→ **Extract**
== == ==

Owing to the high toxicity of acrylonitrile, the suspension polymerization presents particular dangers. Another problem is the disposal of the acrylonitrile-containing wastewater.

It is an object of the present invention to prepare an expandable styrene polymer of high oil resistance by a safe and environmentally friendly process which does not give rise to toxic wastewaters.

We have found, surprisingly, that this object is achieved by preparing an expandable styrene polymer of high oil resistance from a mixture of polystyrene and a styrene-soluble styrene-acrylonitrile copolymer in a simple and safe manner by suspension polymerization in styrene.

It was not foreseeable by the person skilled in the art that such a product would show oil resistance, since polystyrene, the main component, is not oil-resistant.

== == ==

→ **Set of tasks**
[1] Name every polymer mentioned in the extract on oil-resistant expandable styrene polymer.
[2] Carry the extract on oil-resistant expandable styrene polymer forward from its final sentence.
None of the entries is needed for this work.

Saved data entries
== == ==

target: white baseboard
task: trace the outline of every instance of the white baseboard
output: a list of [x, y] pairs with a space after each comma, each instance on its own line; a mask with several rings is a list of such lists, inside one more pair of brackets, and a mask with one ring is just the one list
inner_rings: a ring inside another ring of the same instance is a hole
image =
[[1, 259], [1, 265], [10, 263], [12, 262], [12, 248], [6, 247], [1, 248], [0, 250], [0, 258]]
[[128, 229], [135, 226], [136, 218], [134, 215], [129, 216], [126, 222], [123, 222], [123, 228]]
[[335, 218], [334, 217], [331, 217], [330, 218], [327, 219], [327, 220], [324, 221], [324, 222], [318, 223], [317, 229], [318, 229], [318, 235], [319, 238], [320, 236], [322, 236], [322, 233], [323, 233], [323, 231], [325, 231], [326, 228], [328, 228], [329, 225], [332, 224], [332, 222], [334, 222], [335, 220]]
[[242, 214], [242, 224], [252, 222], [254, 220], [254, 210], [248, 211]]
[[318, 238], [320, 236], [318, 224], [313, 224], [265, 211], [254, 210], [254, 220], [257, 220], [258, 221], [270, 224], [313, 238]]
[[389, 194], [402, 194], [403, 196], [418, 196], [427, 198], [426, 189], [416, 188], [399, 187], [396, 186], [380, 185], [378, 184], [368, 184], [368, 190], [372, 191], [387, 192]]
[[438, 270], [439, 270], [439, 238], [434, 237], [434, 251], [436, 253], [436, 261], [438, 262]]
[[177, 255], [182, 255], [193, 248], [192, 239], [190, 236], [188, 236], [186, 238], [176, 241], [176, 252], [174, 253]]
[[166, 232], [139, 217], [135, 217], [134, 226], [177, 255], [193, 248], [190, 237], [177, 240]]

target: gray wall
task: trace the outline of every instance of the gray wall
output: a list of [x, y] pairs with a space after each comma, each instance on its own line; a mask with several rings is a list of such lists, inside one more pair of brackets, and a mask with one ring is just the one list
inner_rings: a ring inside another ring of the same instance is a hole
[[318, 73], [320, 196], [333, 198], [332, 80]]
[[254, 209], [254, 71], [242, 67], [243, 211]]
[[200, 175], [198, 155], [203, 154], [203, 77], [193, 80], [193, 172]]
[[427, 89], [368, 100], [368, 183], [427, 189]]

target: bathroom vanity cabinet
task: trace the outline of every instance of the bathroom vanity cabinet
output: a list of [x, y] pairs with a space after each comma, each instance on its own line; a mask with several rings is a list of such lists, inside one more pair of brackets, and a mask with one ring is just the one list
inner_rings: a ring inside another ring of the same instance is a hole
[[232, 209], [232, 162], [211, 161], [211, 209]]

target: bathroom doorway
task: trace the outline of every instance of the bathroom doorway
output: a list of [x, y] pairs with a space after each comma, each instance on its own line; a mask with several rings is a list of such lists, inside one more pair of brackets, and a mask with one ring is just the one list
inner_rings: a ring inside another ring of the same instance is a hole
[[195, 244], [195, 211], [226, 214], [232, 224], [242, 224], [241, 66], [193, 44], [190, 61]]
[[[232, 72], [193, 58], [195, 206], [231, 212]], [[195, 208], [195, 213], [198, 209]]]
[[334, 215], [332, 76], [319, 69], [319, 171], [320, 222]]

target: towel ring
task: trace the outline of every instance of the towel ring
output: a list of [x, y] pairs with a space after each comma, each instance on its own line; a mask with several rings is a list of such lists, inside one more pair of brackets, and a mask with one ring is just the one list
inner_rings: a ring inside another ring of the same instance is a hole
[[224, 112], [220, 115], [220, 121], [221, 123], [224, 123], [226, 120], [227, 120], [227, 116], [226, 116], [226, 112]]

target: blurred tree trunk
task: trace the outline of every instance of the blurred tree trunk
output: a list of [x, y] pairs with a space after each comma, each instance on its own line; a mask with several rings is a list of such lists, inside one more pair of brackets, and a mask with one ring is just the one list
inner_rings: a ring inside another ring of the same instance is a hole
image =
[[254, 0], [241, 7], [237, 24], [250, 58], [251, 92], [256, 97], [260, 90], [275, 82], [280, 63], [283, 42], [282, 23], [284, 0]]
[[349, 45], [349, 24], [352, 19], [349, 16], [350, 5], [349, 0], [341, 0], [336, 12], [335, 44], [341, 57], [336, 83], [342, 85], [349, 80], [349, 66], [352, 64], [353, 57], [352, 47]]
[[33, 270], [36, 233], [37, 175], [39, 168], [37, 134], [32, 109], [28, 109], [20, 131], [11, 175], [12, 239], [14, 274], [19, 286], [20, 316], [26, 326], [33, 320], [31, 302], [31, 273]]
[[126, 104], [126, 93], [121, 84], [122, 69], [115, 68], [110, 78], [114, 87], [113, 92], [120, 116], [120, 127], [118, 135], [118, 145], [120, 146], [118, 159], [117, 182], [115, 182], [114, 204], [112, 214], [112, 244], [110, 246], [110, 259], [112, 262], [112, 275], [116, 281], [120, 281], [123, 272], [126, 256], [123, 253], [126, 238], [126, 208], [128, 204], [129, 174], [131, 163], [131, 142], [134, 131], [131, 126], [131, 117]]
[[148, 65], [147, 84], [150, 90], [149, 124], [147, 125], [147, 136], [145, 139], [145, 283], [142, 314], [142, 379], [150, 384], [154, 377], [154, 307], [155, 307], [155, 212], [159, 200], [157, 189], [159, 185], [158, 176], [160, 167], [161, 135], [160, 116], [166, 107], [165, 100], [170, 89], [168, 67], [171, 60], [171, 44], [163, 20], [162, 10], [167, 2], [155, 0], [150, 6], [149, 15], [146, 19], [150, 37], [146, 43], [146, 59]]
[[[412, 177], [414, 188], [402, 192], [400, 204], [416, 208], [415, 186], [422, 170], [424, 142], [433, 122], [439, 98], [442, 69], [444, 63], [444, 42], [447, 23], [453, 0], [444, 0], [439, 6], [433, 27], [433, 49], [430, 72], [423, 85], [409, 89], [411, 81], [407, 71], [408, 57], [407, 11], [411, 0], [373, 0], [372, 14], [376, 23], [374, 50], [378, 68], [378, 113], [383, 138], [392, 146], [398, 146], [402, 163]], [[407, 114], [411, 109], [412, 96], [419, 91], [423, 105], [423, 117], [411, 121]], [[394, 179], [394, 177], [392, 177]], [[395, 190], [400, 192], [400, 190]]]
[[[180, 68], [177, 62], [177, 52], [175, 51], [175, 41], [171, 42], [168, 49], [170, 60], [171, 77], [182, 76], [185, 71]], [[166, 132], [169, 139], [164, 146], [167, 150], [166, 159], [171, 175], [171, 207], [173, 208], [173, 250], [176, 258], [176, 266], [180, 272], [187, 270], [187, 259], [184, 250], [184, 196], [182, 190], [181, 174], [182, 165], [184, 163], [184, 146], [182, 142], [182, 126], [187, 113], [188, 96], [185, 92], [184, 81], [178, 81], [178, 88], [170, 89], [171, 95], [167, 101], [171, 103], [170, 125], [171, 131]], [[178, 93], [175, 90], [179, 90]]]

== == ==

→ **Outputs in order**
[1] Expandable styrene polymer, polystyrene, and styrene-soluble styrene-acrylonitrile copolymer.

[2]
The present invention accordingly provides an expandable styrene polymer of high oil resistance, containing

(a) up to 83% by weight of polystyrene,

(b) from 17 to 50% by weight of a styrene-soluble styrene-acrylonitrile copolymer in which the level of acrylonitrile is not less than 5% by weight, based on the sum of (a) and (b),

(c) from 3 to 10% by weight, based on the sum of (a) and

(b), of a C.sub.3 -C.sub.6 -hydrocarbon as blowing agent, and optionally

(d) customary additives in effective amounts.

Main component (a) of the product is polystyrene in an amount of from 50 to 83% by weight, preferably from 60 to 80% by weight, based on the sum of (a) and (b). Advantageously, the polystyrene contains as copolymerized units a small amount of a crosslinking agent, ie. a compound having more than one, preferably two, polymerizable double bonds, such as divinylbenzene, butadiene or butanediol diacrylate. The crosslinking agent is in general used in an amount of from 0.005 to 0.05 mol-%, based on styrene.

Further component b) of the product is a styrenesoluble styrene-acrylonitrile copolymer in an amount of from 17 to 50% by weight, preferably from 20 to 40% by weight, based on the sum of a) and b). The copolymer in general contains acrylonitrile as copolymerized units in an amount of about 15-35% by weight, in particular 20-30% by weight. If the acrylonitrile content is too high, the copolymer will no longer be soluble in styrene.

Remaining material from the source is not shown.